Enrico, I think I found an easy way of doing this problem, and of
course
in Euclidean.

I think I can even do a ascii art to illustrate.

Here we have a equilateral triangle in Euclidean.
/ \
/ \
------

Now the question I want to know is at what juncture does a
concave outwards sided triangle (Elliptic geometry) disallow
the reverse concavity of concave inward sided triangle due to
the impossibility of the vertices to match?

So rather than seeking an analytical solution I love to always
go for models of experiments to arrive at the answer.

So in the equilateral triangle above the question is what type of
a arc of those three sides will allow for the reverse concavity to
preserve the vertices.

It is my suspicion that a 36 by 36 degree latitude longitude on the
globe
is the upper bound.

So with the given triangle I can place that center of the circle to
give
me various arcs of the sides of the triangle.

Archimedes Plutonium
www.iw.net/~a_plutonium
whole entire Universe is just one big atom
where dots of the electron-dot-cloud are galaxies
From: Enrico on 27 Jan 2010 20:49
On Jan 27, 1:05 am, Archimedes Plutonium
<plutonium.archime...(a)gmail.com> wrote:
> Enrico, I think I found an easy way of doing this problem, and of
> course
> in Euclidean.
>
> I think I can even do a ascii art to illustrate.
>
> Here we have a equilateral triangle in Euclidean.
>    / \
>   /   \
>  ------
>
> Now the question I want to know is at what juncture does a
> concave outwards sided triangle (Elliptic geometry) disallow
> the reverse concavity of concave inward sided triangle due to
> the impossibility of the vertices to match?
>
> So rather than seeking an analytical solution I love to always
> go for models of experiments to arrive at the answer.
>
> So in the equilateral triangle above the question is what type of
> a arc of those three sides will allow for the reverse concavity to
> preserve the vertices.
>
> It is my suspicion that a 36 by 36 degree latitude longitude on the
> globe
> is the upper bound.
>
> So with the given triangle I can place that center of the circle to
> give
> me various arcs of the sides of the triangle.
>
> Archimedes Plutoniumwww.iw.net/~a_plutonium
> whole entire Universe is just one big atom
> where dots of the electron-dot-cloud are galaxies

===========================================

This is the way I see it:

Given an equilateral triangle with vertices A, B, and C;
Viewed with A uppermost, B on the lower left. and
C on the lower right:

A
B C

The maximally hyperbolic case for triangle ABC occurs
when three identical circles are brought together touching
pairwise at points A, B, and C.

Call these 3 circles X, Y, and Z.

Circle X must pass thru points A and B
Circle Y must pass thru points B and C
Circle Z must pass thru points C and A

Like this:

X A Z
B C
Y

If this whole thing is drawn on a sphere S, the maximum inward
concavity possible will depend on the size of triangle ABC relative
to the size of the sphere S. I guess that's why you specified
lattitude and longitude lines a couple of posts ago.

Data
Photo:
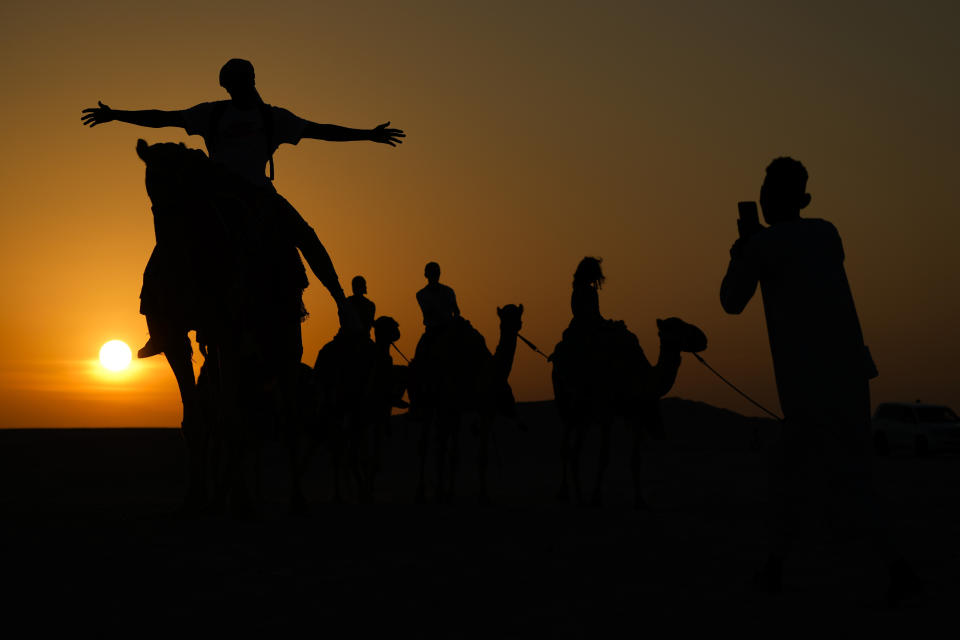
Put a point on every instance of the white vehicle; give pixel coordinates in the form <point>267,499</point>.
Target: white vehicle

Exercise objective
Copy the passage of the forum thread about the triangle problem that begins at the words "Given an equilateral" and stops after the words "X, Y, and Z.".

Response box
Given an equilateral triangle with vertices A, B, and C;
Viewed with A uppermost, B on the lower left. and
C on the lower right:

A
B C

The maximally hyperbolic case for triangle ABC occurs
when three identical circles are brought together touching
pairwise at points A, B, and C.

Call these 3 circles X, Y, and Z.